**Exercise set**
#1 List everything that the first comment in the comment thread says the song ultimately reminds its writer of.
#2 Transcribe the comment thread, starting at "I don’t agree" and ending at "is there yet.".

**Selected excerpt**
##############################

I’ve said it before, and I’ll say it again. This is an absolute masterpiece. Completely captures the era it was from while also mercilessly sending it up (too subtly for many who took it face value)- wicked tune, splendid early 80s club culture sound, the ‘cool cool’ vocal harmonies are glorious – and love the slap bass intro too (who played that I wonder?) and ultimately just reminds me of sunshine, Smash Hits, Saturday Mornings, Radio 1 roadshows and the dayglo sock-wearing *fun* of being a young kid in the 80s.
Given he had his demons and his complexities it’s surprising that the stories now coming out portray him as nothing but a really decent and lovely man. But in a way I guess we all knew that.
My heart genuinely sank when I read about this just before going off to bed on Christmas Day (as it had the day before when the news about Rick Parfitt came in). I’ll just leave this here; cracking record, brilliantly sung, and I’ll always love the horns at the end. Step with me…
This is one of my favourite live performances of any song . When he hit his peak he was amazing. I have to say I was a big fan of his in the 90’s. For all of the much loved people who departed in 2016, GM is the one I am most shocked about. RIP
Yes I am so sorry about that. It’s annoying the hell out of me too. I was in a bit of shock when I did it and it seems a blog post does not get the 15 mins edit time that the comments do, (or I’m too stupid to figure it out.) If anybody has the means to change it – please do.
No worries Johnny. I didn’t take it that way. I also made the same typo on a facebook comment for some reason. It really is bothering me. Anyway I have put in a request for the change to the admins.
See up in the right hand corner (on the “blog” page) where it says “edit posts” and “edit articles”? If you post a headline in haste or want to change something in your OP, you can do so by clicking on that. I think you still only have the fifteen minutes to spot it…
It’s always amazing to me that someone takes time to write stuff like that. You don’t like someone, fine. Keep it to yourself though, there’s a good chap.
I don’t agree that it’s hard to argue with what Kershaw says though. GM may not be a musician like Mitchell, Dylan, Williams etc, but as a songwriter he undeniably wrote some very, very good songs. Careless Whisper (which, thanks to its radio ubiquity, I’d rather never hear again) is a very, very good song by any standards. Ok, he wasn’t as influential or groundbreaking as the artists Kershaw names, but it’s silly and childish to belittle his talents. Most people eventually get to an age where their tastes are no longer influenced by what they judge to be ‘hip’ or ‘cool’. Judging from Kershaw’s comments, I don’t think he is there yet.
Which is only natural. I would rather listen to George than Robert Johnson too. You can be as influential as you like but that doesn’t mean you are going to appeal to everyone. In fact it is extremely unlikey that anyone who breaks new ground becomes universally loved.

##############################

Excerpts of pointing data
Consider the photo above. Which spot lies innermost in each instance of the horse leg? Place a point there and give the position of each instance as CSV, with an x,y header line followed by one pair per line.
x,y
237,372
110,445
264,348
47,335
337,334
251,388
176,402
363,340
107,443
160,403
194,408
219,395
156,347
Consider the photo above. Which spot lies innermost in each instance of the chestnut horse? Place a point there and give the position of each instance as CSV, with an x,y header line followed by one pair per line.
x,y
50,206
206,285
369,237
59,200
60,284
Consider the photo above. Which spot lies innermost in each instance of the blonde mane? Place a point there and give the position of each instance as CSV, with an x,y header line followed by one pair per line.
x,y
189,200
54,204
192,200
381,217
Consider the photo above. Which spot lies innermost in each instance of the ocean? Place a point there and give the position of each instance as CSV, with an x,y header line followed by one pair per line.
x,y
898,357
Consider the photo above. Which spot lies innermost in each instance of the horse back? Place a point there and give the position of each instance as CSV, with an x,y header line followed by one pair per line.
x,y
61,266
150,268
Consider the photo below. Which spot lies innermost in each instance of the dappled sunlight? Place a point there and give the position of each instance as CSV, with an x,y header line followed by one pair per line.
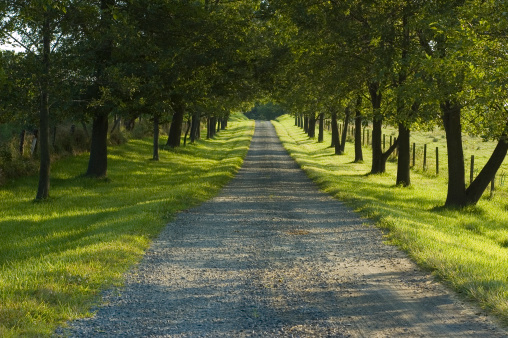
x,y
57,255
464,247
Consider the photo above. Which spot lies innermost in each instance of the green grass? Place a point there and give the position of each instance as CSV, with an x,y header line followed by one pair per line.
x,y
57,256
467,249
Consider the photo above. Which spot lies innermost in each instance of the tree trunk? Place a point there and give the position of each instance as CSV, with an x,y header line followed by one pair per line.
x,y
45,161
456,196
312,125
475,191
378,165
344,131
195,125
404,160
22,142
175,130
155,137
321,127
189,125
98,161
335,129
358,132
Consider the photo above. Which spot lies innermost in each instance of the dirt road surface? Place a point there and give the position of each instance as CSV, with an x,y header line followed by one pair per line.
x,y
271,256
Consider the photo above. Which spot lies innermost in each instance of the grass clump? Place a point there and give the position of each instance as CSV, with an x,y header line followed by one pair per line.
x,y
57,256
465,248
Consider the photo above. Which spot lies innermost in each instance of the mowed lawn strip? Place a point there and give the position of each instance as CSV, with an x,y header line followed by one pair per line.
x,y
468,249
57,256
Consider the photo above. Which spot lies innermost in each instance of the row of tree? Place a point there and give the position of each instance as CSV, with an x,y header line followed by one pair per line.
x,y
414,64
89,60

##############################

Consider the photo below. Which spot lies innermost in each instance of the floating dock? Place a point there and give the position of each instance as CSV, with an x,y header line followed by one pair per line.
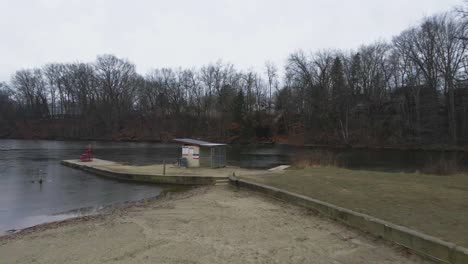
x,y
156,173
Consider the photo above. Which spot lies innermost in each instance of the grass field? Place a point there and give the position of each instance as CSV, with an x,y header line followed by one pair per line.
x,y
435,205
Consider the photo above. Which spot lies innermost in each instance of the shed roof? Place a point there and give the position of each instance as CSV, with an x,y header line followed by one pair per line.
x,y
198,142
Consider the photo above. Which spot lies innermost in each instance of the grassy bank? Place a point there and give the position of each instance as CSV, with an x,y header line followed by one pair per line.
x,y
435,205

##############################

**Completed exercise**
#1
- sunshine
- Smash Hits
- Saturday Mornings
- Radio 1 roadshows
- the dayglo sock-wearing *fun* of being a young kid in the 80s

#2
I don’t agree that it’s hard to argue with what Kershaw says though. GM may not be a musician like Mitchell, Dylan, Williams etc, but as a songwriter he undeniably wrote some very, very good songs. Careless Whisper (which, thanks to its radio ubiquity, I’d rather never hear again) is a very, very good song by any standards. Ok, he wasn’t as influential or groundbreaking as the artists Kershaw names, but it’s silly and childish to belittle his talents. Most people eventually get to an age where their tastes are no longer influenced by what they judge to be ‘hip’ or ‘cool’. Judging from Kershaw’s comments, I don’t think he is there yet.